Exercise: What number of lines in the listing contain "below"? Answer with that number only.

★ ★ ★ ★

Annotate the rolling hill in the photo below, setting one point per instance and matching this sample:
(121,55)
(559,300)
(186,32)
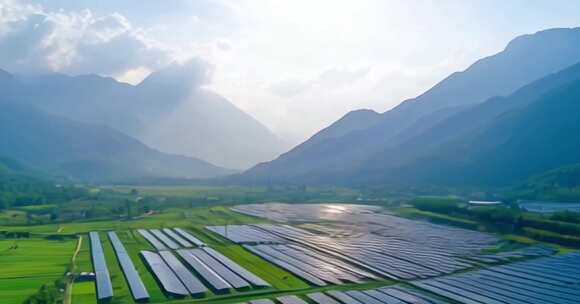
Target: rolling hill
(85,151)
(388,142)
(169,111)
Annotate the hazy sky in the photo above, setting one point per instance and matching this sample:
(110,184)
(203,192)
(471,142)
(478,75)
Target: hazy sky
(295,65)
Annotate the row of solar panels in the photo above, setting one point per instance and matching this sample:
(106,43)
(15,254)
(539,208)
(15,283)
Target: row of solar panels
(103,279)
(386,295)
(214,271)
(552,280)
(395,258)
(163,239)
(317,268)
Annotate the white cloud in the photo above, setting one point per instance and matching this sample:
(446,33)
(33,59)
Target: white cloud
(294,65)
(75,42)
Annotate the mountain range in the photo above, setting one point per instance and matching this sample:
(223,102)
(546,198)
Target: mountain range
(487,125)
(169,111)
(87,152)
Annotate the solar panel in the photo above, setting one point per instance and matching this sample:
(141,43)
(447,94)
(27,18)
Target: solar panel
(264,301)
(177,238)
(321,298)
(163,238)
(169,281)
(343,297)
(232,278)
(152,240)
(362,297)
(103,279)
(291,300)
(291,268)
(192,284)
(213,279)
(131,275)
(190,237)
(242,272)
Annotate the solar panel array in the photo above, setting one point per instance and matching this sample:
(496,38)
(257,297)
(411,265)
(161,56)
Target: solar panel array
(363,242)
(152,240)
(189,237)
(215,270)
(193,285)
(168,242)
(242,272)
(131,275)
(213,279)
(166,238)
(168,280)
(307,264)
(385,295)
(103,279)
(551,280)
(229,276)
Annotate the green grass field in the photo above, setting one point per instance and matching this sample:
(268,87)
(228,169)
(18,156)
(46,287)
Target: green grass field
(27,264)
(31,266)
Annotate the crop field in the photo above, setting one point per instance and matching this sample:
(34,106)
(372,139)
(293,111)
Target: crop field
(278,253)
(27,264)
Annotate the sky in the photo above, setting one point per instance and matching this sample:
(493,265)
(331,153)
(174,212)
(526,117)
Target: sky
(296,66)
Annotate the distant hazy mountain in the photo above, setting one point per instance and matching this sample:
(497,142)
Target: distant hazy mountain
(524,60)
(86,151)
(450,145)
(168,111)
(526,141)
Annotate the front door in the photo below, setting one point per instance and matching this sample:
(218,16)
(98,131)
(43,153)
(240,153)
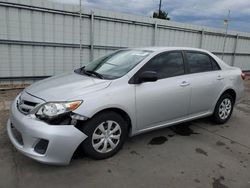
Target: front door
(166,99)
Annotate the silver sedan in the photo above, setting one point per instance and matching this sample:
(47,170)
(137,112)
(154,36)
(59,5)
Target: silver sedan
(125,93)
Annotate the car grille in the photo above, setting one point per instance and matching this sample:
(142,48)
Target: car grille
(26,103)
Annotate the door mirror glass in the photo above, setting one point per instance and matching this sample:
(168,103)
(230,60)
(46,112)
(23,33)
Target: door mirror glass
(147,76)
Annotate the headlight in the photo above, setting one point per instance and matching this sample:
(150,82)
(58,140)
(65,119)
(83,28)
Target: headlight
(53,109)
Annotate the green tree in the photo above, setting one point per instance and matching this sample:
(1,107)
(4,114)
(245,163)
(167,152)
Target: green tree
(161,15)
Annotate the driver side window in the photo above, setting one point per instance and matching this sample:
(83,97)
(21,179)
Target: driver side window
(166,65)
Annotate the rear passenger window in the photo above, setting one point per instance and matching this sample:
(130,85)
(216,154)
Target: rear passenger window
(199,62)
(215,64)
(166,65)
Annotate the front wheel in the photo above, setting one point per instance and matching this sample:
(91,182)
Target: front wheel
(106,135)
(223,109)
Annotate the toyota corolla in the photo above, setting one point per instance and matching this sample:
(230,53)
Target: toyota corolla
(125,93)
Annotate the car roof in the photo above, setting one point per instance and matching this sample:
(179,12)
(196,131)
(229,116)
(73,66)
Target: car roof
(162,48)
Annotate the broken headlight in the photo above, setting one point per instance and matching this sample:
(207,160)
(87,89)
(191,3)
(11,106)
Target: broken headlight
(53,109)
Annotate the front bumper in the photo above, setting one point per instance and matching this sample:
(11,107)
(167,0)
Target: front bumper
(62,139)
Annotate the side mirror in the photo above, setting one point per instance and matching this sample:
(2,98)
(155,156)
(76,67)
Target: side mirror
(147,76)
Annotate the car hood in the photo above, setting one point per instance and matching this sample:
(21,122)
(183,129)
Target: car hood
(66,86)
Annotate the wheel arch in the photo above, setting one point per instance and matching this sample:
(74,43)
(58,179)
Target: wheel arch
(231,92)
(121,112)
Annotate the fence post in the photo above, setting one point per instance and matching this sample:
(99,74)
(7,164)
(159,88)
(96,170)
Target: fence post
(235,49)
(202,35)
(155,34)
(92,36)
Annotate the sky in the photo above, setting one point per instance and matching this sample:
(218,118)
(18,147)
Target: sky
(200,12)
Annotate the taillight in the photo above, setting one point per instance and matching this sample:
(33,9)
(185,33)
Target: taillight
(243,76)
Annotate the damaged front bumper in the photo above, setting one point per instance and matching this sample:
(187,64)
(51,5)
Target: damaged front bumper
(52,144)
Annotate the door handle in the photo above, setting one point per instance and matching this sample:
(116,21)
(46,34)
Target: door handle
(184,83)
(220,77)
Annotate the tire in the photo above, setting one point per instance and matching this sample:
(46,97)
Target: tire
(223,109)
(101,130)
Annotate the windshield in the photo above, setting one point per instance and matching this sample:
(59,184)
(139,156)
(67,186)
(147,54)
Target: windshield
(116,64)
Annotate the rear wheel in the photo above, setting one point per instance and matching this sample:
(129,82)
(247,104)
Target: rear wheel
(106,135)
(223,109)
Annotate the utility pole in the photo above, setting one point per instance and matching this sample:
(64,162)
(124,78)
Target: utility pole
(226,22)
(80,34)
(159,9)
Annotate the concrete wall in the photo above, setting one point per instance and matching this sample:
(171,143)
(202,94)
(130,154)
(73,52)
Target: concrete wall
(40,38)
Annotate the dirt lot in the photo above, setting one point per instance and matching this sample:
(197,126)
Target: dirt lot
(194,154)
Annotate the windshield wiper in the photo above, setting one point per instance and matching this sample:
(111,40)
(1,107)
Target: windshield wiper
(94,73)
(82,70)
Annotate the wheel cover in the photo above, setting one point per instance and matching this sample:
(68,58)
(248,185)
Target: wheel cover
(225,108)
(106,136)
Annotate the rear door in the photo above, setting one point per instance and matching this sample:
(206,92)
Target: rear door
(206,81)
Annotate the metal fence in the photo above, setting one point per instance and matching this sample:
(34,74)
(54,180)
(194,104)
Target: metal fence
(39,38)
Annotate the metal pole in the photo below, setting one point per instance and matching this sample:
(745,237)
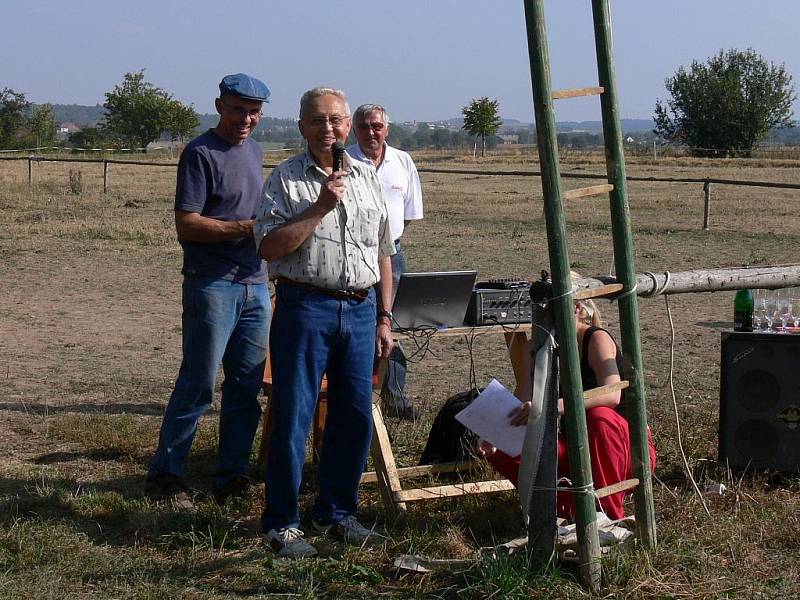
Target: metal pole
(626,273)
(563,307)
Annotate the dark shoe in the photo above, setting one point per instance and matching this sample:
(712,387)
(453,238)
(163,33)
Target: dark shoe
(169,487)
(404,413)
(350,531)
(235,488)
(289,543)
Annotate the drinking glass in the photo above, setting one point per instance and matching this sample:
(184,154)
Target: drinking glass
(794,296)
(759,309)
(770,308)
(784,309)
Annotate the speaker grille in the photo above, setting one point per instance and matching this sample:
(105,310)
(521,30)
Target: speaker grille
(759,388)
(757,391)
(757,440)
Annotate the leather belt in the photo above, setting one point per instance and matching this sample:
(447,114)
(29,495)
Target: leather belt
(358,295)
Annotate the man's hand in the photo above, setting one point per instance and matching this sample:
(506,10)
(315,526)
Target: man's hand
(485,449)
(332,191)
(519,416)
(384,342)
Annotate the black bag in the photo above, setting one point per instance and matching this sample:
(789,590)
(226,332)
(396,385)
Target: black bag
(449,440)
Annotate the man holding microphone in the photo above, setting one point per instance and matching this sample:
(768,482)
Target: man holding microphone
(326,237)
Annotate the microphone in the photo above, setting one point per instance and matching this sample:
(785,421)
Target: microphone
(337,149)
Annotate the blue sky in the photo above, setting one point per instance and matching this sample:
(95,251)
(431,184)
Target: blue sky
(422,60)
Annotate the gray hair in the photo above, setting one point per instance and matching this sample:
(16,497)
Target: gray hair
(363,110)
(316,92)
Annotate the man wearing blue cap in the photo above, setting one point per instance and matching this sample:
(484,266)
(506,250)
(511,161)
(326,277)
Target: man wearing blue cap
(226,307)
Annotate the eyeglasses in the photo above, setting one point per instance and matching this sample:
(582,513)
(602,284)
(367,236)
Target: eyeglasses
(243,113)
(373,126)
(320,122)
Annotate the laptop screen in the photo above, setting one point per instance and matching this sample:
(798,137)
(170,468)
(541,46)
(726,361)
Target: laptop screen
(437,299)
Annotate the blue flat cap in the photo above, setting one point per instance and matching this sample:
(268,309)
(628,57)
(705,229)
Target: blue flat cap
(244,86)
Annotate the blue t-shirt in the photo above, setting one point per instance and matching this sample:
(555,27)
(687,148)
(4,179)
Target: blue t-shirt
(221,181)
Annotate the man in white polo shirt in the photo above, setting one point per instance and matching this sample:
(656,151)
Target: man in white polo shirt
(403,194)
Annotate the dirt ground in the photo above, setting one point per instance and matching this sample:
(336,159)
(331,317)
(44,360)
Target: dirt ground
(90,303)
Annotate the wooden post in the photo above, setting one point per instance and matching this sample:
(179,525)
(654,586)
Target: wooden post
(625,266)
(562,301)
(706,280)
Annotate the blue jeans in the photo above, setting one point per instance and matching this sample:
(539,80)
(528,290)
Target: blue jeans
(393,396)
(228,322)
(313,334)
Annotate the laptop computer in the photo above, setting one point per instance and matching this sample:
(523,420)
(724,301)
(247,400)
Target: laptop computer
(437,299)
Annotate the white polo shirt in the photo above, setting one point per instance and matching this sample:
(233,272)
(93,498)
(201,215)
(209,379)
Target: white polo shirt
(401,187)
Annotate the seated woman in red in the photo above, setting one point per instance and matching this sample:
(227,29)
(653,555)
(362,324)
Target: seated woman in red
(606,423)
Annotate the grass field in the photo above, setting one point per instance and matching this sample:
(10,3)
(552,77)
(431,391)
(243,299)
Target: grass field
(90,346)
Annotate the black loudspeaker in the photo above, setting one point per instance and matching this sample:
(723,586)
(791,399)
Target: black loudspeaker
(759,419)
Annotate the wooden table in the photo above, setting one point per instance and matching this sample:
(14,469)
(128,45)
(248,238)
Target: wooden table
(388,475)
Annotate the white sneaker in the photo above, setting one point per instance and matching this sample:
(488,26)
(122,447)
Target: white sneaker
(350,531)
(289,542)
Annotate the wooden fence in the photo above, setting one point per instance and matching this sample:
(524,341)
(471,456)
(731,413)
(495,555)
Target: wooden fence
(706,181)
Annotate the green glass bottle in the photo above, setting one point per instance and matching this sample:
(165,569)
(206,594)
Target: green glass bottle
(743,311)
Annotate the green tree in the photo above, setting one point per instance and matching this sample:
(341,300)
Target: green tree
(137,112)
(726,105)
(13,121)
(481,119)
(42,126)
(87,138)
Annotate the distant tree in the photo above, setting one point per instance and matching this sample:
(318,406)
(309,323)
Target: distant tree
(42,126)
(481,119)
(422,136)
(400,136)
(13,121)
(726,105)
(137,112)
(87,138)
(457,139)
(440,138)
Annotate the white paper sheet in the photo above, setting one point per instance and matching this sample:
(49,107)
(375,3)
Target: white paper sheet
(487,416)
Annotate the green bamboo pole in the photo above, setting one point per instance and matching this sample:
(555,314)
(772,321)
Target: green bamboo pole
(564,311)
(626,272)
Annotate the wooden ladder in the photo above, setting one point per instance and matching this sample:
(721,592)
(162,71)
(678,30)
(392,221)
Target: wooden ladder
(563,294)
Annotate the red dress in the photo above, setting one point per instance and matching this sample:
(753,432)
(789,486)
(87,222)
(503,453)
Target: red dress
(609,448)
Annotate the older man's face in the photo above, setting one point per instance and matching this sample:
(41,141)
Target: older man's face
(324,122)
(371,133)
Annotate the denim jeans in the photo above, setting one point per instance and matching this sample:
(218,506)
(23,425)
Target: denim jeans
(313,334)
(393,397)
(228,322)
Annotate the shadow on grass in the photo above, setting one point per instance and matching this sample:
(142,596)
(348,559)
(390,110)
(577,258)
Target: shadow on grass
(40,409)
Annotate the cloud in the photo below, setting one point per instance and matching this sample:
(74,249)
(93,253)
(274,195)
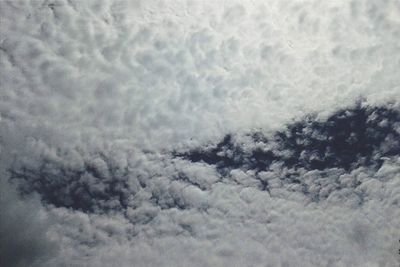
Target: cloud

★ ★ ★ ★

Result for this exercise: 4